### Goal
Which lines in the records below contain the string "item"? Copy each of those lines in full.

------------------------------------------------------------

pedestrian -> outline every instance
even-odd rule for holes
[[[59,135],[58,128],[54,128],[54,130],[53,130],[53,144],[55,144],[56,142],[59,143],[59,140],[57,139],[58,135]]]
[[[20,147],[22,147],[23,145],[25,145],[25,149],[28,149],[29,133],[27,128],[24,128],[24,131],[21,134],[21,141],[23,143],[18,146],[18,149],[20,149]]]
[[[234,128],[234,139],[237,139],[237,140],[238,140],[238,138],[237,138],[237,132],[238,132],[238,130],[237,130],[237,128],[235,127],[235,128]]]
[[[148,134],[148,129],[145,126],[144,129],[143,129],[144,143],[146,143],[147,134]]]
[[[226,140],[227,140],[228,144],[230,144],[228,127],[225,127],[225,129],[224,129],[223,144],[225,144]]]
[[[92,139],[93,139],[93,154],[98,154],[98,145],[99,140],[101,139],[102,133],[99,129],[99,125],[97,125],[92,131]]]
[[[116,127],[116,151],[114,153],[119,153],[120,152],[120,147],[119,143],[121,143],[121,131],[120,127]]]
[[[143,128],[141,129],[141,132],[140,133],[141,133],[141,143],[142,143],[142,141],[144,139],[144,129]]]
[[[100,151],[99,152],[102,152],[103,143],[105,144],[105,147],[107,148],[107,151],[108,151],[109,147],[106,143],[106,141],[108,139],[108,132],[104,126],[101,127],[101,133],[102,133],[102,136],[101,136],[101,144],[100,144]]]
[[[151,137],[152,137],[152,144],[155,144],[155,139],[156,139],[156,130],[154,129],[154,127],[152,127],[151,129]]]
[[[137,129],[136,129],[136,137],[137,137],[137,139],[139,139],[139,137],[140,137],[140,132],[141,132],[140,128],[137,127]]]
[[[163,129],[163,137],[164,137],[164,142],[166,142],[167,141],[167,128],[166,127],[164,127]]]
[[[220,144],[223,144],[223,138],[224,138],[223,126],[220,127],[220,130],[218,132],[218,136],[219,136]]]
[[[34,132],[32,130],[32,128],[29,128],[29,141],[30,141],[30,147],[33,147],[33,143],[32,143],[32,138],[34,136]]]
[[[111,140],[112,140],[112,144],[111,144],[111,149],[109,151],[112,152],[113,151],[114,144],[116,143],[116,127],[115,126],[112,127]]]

------------------------------------------------------------

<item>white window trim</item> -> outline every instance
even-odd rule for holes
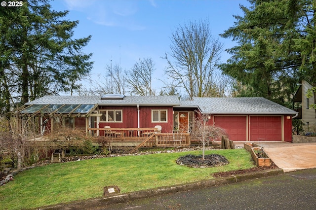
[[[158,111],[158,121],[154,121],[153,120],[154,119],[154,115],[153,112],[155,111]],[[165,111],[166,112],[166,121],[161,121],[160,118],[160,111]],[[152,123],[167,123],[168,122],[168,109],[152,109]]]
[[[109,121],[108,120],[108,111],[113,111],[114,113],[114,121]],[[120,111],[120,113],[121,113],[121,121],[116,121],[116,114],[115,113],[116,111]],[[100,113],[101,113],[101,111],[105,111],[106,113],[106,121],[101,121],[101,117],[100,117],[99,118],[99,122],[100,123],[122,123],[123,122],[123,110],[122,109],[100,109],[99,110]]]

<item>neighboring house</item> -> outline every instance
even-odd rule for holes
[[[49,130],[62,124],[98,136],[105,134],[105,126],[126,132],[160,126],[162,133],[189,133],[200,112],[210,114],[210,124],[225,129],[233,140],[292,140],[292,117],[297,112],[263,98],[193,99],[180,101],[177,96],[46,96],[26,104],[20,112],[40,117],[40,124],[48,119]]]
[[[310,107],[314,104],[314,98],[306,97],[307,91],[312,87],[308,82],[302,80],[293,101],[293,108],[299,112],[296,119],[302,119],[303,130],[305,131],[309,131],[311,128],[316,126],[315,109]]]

------------------------------------------------------------

### Output of the task
<item>white window trim</item> -> outline every instance
<item>neighboring house</item> -> outline every instance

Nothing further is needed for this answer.